» TASKS TO COMPLETE:
(1) In the text about servicing cath lab equipment, what does AIAT stand for?
(2) Write a continuation of the text about servicing cath lab equipment, picking up right after its final sentence.

I am an imaging equipment specialist. In the facility where I work I have several cardiac and angio cath labs that I have had extensive manufacturer training on. I have provided almost exclusive service on different generations of this equipment for over 15 years. In the most recent versions of the software on these systems a critical function of the service software has been eliminated from availability under the service key they will give me without a service contract. As this function is necessary under the requirements of AIAT (Assemble-Install-Adjust-Test) regulations, It seems that the manufacturer is violating the law.
With his comments it appears to me that the author is objecting to enforcing these requirements and even the concept of AIAT.
While I applaud your desired outcome… I think that it is tragically naïve.
As a Biomed with 30 years’ of experience; I have watched smart-young-MBAs completely destroy the concept of Company (or OEM) Loyalty and Pride; cheerfully sacrificing everything on the altar of the Almighty Dollar (not just in the Medical field… but throughout all Industries.)
They don’t believe in Dedication or Commitment; therefore it’s an invalid concept… and they have (sadly) succeeded in forcing their cynical view onto Business as-a-whole.

» DATA:

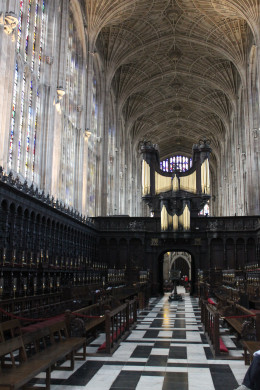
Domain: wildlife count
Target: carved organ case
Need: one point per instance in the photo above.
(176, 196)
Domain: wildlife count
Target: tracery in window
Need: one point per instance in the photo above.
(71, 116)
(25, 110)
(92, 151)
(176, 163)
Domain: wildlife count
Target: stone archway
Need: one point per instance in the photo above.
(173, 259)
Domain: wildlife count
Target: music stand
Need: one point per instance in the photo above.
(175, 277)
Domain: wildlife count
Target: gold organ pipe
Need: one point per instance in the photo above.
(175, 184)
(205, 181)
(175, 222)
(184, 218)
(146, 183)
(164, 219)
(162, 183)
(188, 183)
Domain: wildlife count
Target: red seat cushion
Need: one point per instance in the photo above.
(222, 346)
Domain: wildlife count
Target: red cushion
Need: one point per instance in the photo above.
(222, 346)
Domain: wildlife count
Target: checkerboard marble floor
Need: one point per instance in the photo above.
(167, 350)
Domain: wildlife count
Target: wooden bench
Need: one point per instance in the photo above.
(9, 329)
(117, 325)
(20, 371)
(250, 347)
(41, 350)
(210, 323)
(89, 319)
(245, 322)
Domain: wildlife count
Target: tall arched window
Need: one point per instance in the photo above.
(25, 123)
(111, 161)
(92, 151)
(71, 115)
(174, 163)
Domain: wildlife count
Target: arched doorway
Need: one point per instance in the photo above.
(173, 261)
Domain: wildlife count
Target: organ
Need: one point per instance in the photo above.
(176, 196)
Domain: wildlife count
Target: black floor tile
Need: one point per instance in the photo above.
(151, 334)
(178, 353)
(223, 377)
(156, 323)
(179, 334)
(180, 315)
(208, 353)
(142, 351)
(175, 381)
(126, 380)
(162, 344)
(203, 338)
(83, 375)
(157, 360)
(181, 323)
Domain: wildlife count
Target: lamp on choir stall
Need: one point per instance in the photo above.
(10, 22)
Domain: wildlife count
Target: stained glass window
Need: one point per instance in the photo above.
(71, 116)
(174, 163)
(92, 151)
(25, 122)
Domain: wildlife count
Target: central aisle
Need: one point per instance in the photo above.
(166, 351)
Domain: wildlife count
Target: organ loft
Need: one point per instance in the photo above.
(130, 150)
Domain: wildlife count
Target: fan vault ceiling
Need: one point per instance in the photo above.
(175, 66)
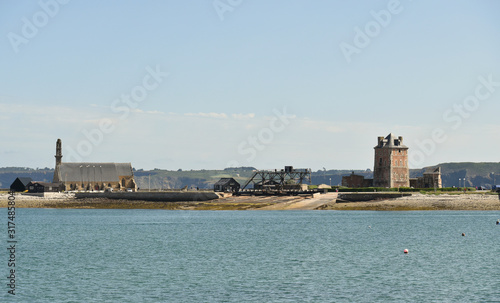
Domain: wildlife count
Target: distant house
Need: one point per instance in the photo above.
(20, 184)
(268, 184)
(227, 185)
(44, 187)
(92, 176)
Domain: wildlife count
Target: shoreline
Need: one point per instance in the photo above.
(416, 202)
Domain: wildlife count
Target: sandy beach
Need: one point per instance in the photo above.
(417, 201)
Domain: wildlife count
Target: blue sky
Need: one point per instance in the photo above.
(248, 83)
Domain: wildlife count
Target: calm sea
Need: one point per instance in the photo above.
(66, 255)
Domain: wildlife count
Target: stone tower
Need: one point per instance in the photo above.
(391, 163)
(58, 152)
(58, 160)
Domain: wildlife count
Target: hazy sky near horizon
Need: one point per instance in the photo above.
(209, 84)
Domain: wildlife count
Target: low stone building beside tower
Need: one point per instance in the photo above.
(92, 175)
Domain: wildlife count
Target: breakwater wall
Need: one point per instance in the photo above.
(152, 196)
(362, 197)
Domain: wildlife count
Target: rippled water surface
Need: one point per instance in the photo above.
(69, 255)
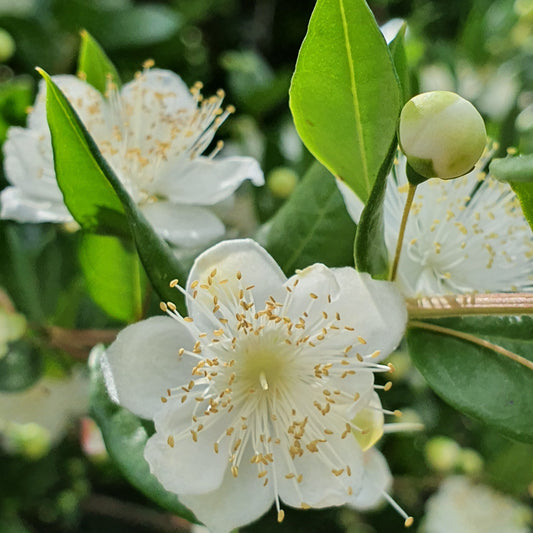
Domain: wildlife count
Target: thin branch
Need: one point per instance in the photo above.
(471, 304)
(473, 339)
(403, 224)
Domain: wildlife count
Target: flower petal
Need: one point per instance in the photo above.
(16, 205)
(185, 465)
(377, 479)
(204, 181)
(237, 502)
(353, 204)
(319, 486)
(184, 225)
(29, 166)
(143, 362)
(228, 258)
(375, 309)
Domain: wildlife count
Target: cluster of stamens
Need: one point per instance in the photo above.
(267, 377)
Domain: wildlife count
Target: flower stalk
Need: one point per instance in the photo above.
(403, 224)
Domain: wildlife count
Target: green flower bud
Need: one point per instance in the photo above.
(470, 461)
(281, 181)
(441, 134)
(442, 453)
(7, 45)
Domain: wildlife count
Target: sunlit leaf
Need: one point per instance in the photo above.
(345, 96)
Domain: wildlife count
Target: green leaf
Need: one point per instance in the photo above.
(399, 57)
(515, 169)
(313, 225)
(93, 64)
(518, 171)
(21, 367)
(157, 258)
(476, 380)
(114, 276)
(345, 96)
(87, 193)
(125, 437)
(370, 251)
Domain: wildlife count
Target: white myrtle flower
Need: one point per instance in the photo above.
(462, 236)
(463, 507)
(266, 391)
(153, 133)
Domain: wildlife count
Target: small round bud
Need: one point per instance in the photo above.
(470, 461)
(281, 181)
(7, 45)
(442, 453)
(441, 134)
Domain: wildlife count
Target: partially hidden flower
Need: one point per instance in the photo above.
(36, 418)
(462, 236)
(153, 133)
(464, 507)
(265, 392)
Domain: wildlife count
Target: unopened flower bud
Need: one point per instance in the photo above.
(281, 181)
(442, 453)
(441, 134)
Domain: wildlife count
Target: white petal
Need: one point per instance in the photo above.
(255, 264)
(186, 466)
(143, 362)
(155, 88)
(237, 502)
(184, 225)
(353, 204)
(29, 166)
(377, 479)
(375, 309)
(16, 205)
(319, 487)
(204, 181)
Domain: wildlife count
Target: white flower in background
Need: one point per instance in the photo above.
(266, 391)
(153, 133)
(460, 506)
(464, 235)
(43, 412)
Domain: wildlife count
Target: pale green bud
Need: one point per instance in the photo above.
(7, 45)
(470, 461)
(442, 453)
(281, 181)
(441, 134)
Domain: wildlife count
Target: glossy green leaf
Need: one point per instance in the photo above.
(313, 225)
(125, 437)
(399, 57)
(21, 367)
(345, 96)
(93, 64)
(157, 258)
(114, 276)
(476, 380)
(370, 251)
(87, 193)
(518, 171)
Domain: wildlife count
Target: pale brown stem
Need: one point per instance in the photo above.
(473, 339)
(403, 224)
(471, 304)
--
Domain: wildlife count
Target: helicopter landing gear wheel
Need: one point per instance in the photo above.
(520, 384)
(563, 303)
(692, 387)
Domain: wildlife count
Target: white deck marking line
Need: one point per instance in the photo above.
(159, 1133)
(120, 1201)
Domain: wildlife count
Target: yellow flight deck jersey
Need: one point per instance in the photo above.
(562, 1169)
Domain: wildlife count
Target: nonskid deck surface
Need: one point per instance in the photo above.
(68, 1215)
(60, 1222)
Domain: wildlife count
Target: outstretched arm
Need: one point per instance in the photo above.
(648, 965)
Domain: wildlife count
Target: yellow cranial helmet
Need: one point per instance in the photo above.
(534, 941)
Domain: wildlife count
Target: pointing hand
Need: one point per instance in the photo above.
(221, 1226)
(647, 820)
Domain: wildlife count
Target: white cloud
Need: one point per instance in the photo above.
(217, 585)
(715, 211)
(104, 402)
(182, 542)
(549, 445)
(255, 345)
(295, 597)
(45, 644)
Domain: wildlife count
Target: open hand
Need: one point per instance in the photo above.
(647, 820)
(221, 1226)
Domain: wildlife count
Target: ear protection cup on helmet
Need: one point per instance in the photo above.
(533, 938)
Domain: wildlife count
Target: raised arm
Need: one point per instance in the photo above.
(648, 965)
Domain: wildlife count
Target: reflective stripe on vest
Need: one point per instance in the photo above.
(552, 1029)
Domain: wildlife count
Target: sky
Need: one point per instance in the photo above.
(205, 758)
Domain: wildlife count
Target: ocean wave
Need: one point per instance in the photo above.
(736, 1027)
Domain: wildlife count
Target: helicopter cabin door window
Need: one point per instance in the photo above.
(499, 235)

» EXERCISE ANSWERS:
(1) Assemble-Install-Adjust-Test

(2)
Gone are the days when an appeal to a company’s “better nature” has any effect whatsoever. There is no shame when it comes to turning *anything* into a revenue stream… and that is what Service is now. It’s not a matter of “making sure the customer is satisfied with their equipment and our company”, it’s all about Planned Obsolescence, and generating profit.
As-such…you will *never* be able to “work together with OEMs to bring about a more mutually beneficial and healthy working environment”; simply because it will cost them money. The only way to make that change is through either statutory force, or massive public outcry (Note that the second choice is just as difficult to effect as the first… but with different vectors; both will have the result of costing the OEM revenue, in different ways.)
As an example: In many (most) cases; OEM Service Techs are no-longer allowed to make small repairs (even when they know how), when replacing the Next Higher Assembly will make more money (and oh-by-the-way, that’s a Core Return…and *we* will change the $10 Capacitor on a $15k board, or the $200 HDD in a $35k computer, and then put them back into the Parts Stock.)
Now… does that mean that the regulations being crafted are properly written, or will be effective? Not necessarily; but *something* has to be done; and relying on the virtuousness or integrity of OEMs is *not* the answer; and is a waste of time; much like trying to teach a pig to sing.
In my opinion, if you want to be effective: Work to put qualified, knowledgeable people in touch with those crafting the Laws… so that they have a better chance of having a better, more useful result.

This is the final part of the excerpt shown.